» Task goal: Count the lines of the data below that contain the string "wall", treating uppercase and lowercase as different, and give only the number.

» Items:
☆ ☆ ☆ ☆ ☆
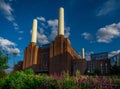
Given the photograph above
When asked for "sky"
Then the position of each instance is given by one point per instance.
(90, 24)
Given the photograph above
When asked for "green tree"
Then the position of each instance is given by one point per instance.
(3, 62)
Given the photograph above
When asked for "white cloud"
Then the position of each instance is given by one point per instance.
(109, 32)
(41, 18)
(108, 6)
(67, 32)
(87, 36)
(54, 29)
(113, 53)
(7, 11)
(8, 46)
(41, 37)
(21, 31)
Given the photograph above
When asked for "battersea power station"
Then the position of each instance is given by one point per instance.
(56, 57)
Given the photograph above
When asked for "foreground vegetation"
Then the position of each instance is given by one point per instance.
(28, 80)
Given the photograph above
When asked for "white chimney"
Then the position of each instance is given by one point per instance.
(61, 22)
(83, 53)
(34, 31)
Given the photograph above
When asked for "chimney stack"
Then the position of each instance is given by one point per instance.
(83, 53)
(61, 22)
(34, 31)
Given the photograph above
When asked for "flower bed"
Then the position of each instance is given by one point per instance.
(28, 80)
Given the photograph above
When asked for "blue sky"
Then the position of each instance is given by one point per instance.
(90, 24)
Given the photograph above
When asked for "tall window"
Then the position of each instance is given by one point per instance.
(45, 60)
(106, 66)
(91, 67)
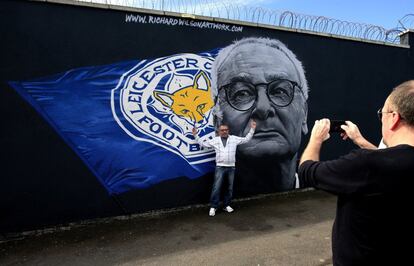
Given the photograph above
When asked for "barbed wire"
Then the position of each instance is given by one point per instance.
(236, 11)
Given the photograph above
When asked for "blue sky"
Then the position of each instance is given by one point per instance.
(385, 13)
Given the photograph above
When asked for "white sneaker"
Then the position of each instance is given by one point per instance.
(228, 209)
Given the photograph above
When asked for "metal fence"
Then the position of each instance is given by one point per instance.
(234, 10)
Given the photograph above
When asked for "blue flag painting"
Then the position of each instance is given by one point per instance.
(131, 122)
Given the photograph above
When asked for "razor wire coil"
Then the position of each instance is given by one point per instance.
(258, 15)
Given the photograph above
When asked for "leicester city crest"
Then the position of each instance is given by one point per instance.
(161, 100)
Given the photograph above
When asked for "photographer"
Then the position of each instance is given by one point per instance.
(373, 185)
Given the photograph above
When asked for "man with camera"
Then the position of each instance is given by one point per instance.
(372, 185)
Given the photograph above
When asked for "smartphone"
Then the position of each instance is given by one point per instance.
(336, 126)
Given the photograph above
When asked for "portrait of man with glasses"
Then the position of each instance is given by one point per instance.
☆ ☆ ☆ ☆ ☆
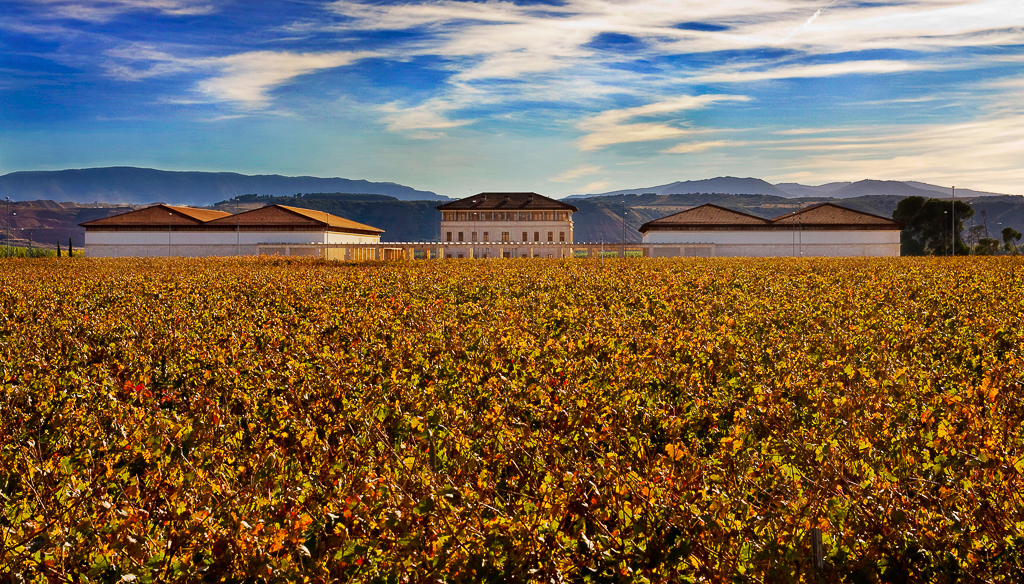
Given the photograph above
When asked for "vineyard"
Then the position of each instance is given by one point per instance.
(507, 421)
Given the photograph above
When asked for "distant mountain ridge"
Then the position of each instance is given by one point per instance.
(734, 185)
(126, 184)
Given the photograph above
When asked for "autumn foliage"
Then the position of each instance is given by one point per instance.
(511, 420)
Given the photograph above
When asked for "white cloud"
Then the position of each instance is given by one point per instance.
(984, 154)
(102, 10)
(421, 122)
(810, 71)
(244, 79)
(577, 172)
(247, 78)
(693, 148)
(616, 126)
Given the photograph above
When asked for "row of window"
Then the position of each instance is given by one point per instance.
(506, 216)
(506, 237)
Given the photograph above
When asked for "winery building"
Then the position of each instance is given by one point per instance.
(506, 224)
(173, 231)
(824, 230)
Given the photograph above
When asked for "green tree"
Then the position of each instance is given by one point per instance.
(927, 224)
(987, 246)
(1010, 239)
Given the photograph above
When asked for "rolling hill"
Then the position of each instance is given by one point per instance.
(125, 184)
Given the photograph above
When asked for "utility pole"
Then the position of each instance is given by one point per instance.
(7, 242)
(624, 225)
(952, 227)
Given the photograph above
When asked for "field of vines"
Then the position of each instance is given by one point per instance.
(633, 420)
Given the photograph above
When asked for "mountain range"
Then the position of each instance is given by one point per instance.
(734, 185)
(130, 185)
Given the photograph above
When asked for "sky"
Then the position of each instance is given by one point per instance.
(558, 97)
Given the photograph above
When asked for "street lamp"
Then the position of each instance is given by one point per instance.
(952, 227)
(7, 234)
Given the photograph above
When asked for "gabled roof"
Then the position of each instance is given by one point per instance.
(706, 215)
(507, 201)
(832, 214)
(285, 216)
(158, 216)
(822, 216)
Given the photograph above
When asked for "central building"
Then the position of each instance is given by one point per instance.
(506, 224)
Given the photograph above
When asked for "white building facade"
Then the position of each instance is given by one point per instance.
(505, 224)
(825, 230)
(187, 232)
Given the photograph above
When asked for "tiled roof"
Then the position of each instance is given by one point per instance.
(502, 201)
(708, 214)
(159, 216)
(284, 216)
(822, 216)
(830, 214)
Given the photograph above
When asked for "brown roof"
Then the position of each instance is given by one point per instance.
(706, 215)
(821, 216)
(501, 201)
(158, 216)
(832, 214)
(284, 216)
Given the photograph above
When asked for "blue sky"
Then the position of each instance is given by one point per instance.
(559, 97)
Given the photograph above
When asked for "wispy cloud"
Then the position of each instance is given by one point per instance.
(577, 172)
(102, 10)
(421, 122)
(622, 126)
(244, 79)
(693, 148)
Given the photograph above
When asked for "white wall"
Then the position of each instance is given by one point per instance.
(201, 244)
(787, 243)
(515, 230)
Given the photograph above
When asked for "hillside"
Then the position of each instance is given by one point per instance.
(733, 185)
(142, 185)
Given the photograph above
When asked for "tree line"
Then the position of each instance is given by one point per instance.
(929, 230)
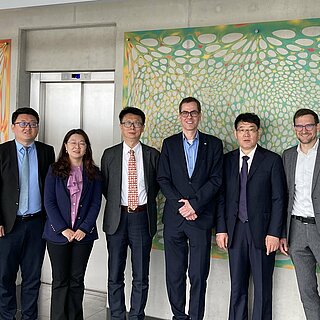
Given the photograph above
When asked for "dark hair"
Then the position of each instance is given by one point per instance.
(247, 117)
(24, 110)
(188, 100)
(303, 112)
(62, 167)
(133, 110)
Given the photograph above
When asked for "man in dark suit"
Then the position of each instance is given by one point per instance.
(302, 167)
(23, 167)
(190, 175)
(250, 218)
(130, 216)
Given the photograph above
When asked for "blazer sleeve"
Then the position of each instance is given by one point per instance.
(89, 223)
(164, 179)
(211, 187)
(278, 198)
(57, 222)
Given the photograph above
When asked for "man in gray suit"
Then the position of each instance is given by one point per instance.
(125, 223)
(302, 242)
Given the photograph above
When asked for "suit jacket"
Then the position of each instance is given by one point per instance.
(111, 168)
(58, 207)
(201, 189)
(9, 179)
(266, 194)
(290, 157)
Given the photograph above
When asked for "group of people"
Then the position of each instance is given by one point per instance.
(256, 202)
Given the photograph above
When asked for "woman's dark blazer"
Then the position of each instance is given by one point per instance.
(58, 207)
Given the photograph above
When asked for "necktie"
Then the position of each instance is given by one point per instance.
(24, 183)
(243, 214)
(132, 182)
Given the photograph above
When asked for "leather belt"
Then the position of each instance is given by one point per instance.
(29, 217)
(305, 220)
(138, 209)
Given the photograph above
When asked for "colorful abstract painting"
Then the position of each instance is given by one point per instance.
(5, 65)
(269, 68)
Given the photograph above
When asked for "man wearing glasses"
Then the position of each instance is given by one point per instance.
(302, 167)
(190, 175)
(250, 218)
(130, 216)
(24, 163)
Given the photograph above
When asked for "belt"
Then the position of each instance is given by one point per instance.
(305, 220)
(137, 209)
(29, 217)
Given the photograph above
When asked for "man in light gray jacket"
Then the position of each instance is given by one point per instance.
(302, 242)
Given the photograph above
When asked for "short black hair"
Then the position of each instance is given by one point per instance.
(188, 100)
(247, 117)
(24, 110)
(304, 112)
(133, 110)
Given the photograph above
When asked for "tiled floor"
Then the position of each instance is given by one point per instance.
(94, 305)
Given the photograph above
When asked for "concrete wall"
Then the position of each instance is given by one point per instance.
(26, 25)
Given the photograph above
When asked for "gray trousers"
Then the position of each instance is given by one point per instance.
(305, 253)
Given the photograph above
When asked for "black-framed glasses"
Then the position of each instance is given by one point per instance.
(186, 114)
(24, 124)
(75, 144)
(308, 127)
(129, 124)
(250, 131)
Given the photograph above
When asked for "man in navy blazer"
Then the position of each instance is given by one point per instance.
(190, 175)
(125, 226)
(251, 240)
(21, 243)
☆ ☆ ☆ ☆ ☆
» Completed task: 2